━━ Records

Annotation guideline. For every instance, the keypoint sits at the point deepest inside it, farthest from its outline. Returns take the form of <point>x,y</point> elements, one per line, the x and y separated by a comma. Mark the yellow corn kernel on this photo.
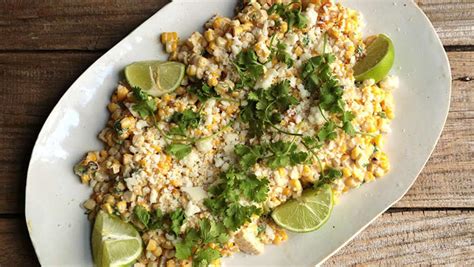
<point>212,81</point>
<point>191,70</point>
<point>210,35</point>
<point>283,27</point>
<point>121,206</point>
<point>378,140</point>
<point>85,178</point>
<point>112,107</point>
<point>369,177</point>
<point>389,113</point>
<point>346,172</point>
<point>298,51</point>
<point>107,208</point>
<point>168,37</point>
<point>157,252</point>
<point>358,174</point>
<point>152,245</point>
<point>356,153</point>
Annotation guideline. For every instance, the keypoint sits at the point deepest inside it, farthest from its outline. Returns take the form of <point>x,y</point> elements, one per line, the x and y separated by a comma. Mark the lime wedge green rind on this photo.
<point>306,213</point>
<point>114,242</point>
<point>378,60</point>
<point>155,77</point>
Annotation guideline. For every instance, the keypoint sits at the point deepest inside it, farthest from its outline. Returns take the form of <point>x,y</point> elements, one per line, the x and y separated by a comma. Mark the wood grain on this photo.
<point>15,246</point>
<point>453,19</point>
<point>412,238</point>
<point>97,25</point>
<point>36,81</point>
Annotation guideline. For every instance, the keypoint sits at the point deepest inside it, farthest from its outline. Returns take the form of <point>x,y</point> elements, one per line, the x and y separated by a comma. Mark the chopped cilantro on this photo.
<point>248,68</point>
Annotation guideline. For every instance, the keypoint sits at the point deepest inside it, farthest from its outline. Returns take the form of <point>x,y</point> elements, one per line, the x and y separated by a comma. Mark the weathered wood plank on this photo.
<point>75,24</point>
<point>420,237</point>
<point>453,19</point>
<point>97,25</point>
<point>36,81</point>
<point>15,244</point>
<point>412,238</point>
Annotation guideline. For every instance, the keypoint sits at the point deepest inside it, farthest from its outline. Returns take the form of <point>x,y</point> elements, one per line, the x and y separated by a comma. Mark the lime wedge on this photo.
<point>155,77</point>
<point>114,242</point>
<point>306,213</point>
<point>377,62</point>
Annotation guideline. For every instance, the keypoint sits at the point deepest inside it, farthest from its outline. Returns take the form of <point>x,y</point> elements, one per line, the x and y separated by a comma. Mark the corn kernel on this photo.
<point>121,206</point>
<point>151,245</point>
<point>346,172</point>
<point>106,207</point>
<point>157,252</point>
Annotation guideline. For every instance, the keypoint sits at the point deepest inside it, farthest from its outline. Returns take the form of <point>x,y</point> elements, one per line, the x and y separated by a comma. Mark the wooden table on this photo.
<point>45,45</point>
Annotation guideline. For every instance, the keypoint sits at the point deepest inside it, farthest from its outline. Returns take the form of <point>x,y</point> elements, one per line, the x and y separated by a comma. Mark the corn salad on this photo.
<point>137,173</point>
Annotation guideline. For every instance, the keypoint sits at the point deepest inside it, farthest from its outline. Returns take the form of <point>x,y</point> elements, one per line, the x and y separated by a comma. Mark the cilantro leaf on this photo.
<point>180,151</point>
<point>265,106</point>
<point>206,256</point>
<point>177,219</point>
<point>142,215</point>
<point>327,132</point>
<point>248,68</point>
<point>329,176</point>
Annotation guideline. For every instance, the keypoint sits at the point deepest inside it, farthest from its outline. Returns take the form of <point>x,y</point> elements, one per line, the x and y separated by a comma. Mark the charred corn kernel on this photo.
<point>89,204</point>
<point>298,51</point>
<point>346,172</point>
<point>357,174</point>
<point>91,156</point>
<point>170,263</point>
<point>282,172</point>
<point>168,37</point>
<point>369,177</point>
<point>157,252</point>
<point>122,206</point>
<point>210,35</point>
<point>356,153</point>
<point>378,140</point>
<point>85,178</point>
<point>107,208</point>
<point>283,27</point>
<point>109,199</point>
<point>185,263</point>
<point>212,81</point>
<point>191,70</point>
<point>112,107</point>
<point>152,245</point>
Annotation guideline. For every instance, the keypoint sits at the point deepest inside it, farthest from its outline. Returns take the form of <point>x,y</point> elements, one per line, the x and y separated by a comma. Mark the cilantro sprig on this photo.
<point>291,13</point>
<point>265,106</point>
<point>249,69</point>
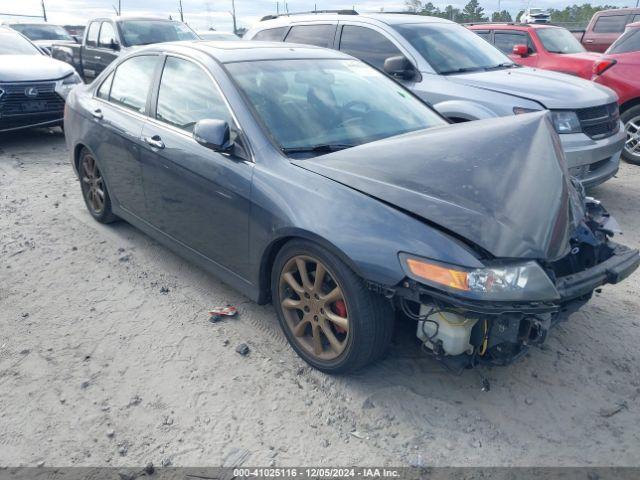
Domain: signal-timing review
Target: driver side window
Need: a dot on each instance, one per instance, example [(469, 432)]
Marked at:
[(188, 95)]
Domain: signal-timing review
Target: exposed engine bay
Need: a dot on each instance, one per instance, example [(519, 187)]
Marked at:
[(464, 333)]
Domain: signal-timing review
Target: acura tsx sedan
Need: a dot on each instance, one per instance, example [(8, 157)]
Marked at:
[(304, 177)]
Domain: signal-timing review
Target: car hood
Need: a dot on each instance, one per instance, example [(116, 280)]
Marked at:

━━━━

Write the records out once more, exactly as they appear, with no pictures.

Annotation guideline. For every instance, the keypoint sits at the point deepest inside it, farthest from its outline. Returns take the form of <point>x,y</point> elements, one per line, the x and y separated by a comma. Mark the yellow corn kernel on this photo.
<point>212,81</point>
<point>191,70</point>
<point>210,35</point>
<point>283,27</point>
<point>121,206</point>
<point>378,140</point>
<point>85,178</point>
<point>112,107</point>
<point>369,177</point>
<point>389,113</point>
<point>346,172</point>
<point>298,51</point>
<point>107,208</point>
<point>168,37</point>
<point>157,252</point>
<point>358,174</point>
<point>152,245</point>
<point>356,153</point>
Annotation guideline. For every instance, the keypoint sits at the point deepest inside it, farthest from its outline. Returns take the form of <point>x,y</point> elements, one per line, the x and y separated by a comma. Mark the lime wedge green rind on this photo.
<point>306,213</point>
<point>114,242</point>
<point>378,60</point>
<point>155,77</point>
Annotation guideline. For every instance, the keypoint sits at the point deepest inside it, farthest from its outline. Returns take the form of <point>x,y</point> elements, one per line, the x and y separated by a comma. Mark the wood grain on this photo.
<point>15,246</point>
<point>453,19</point>
<point>412,238</point>
<point>97,25</point>
<point>36,81</point>
Annotation guideline. For every instance, the keypoint sits at the point deepest inside it, farthest from its outline. Returns take the form of <point>x,y</point> elements, one per line, the x and y separated by a comma. Mark the chopped cilantro on this photo.
<point>248,68</point>
Annotation guideline. For every instance, the keypoint sits at the point deepest inside it, farthest from its outline. Returns take the form of <point>x,y</point> elements, one per line, the x and y separated by a comma. Mark the weathered wood plank on this photo.
<point>75,24</point>
<point>420,237</point>
<point>453,19</point>
<point>97,25</point>
<point>36,81</point>
<point>15,244</point>
<point>412,238</point>
Annotation guideline. For every instance, the keypoint sits at the point deepest inside it, farthest from its outline. Returns take the form of <point>x,y</point> elements, one per line, the x and y separated by a comma. Mark the lime wedge on this photo.
<point>155,77</point>
<point>114,242</point>
<point>306,213</point>
<point>377,62</point>
Annotation guideline. For every instance, the keypoint sits at the point deepest inside it, farthest from its outline. Returns take the form of <point>x,y</point> elements, one per line, the x and y separated by a comma. Mark the corn kernel on this photo.
<point>121,206</point>
<point>151,245</point>
<point>346,172</point>
<point>106,207</point>
<point>157,252</point>
Annotation guideline. For every instance, the keypoint sits at the point deepest inside it, farthest from its outline. Returns take the form of <point>x,y</point> elements, one per line, the x and y separated by a comma. Mark the wooden table on this photo.
<point>45,45</point>
Annotation guideline. For every instance, the keypoint sits at the point deepest inside it, farthest from its outline. Returns take the form of <point>x,y</point> elements, one per line, the x and y separated by a comma. Mark the corn salad on this photo.
<point>137,173</point>
Annotation guideline. For every instance, the keypoint sits at the point deepest inside it, farthest from its outline. Returns take the form of <point>x,y</point> elements, one per line, the x and y separated by a comma. Mark the cilantro leaf on this photo.
<point>180,151</point>
<point>265,106</point>
<point>206,256</point>
<point>177,219</point>
<point>142,215</point>
<point>327,132</point>
<point>248,68</point>
<point>329,176</point>
Annotation guideline. For every instance, the keypoint sits at the point deepest inside it, farthest from its outline. Returns take the form of <point>x,y</point> elements, one per line, the x and y separated by a comma. Mark the charred corn kernel on this photo.
<point>89,204</point>
<point>298,51</point>
<point>346,172</point>
<point>357,174</point>
<point>91,156</point>
<point>170,263</point>
<point>282,172</point>
<point>168,37</point>
<point>369,177</point>
<point>157,252</point>
<point>122,206</point>
<point>210,35</point>
<point>356,153</point>
<point>378,140</point>
<point>85,178</point>
<point>107,208</point>
<point>283,27</point>
<point>109,199</point>
<point>185,263</point>
<point>212,81</point>
<point>191,70</point>
<point>112,107</point>
<point>152,245</point>
Annotation guideline. For every instance, the keypoint sits at the point deepest inside it, farthest from its outline. Returns take the form of <point>x,y</point> elements, one per line, the x and y separated by a comma. Mark the cilantro sprig on this photo.
<point>291,13</point>
<point>265,106</point>
<point>249,69</point>
Domain: signal-timing review
Target: driver side window
Need: a dot on each instance, one per instance, example [(469, 432)]
Marked at:
[(188, 95)]
Domain: signal-timing review
Target: exposed engine bay
Need: a dot on each instance, one per instance, example [(519, 187)]
Marked at:
[(464, 333)]
Domain: signal-timing review
Target: acura tsx sedan
Need: a dot on each instance, one per instance, example [(8, 157)]
Marked at:
[(304, 177)]
Domain: signal-timing review
Target: car hood
Need: a dot on each instance, one per instance, example [(116, 280)]
Marked at:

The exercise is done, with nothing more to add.